GOAL OF THE EXERCISE: Images are to be excluded from the copy, and the records below reproduced word for word.
═══ RECORDS FOR THE TASK ═══
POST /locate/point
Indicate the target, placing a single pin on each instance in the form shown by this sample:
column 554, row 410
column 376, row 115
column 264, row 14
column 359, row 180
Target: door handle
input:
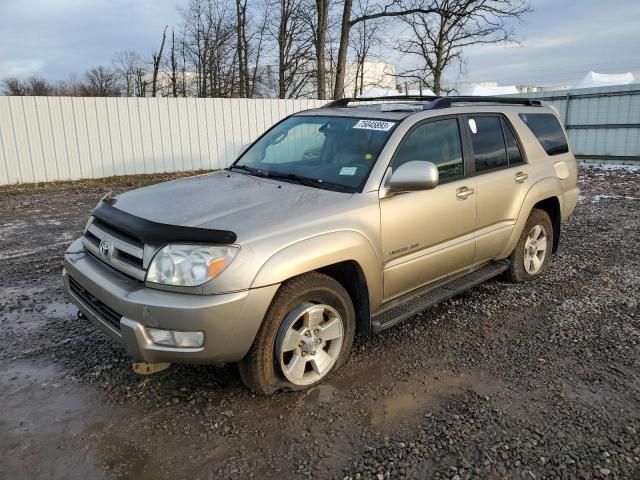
column 464, row 192
column 521, row 177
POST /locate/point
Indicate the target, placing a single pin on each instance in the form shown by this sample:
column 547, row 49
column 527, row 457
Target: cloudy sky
column 560, row 41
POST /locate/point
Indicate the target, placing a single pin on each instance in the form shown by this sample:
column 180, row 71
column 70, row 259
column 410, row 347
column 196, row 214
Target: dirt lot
column 505, row 381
═══
TASK SOLUTION:
POST /locate/point
Indicate the target, placing a single pin on each instance in the form shown by this sample:
column 554, row 410
column 376, row 115
column 264, row 14
column 359, row 180
Target: door handle
input:
column 464, row 192
column 521, row 177
POST /locate/point
Indicate the target, placing a single pin on each instance in the form shown by this sample:
column 547, row 49
column 527, row 457
Target: cloudy sky
column 560, row 41
POST /locate/point
Indicate the target, placing a single pin on each instance in the form shown by this sample:
column 180, row 71
column 70, row 259
column 410, row 347
column 196, row 214
Target: dirt lot
column 505, row 381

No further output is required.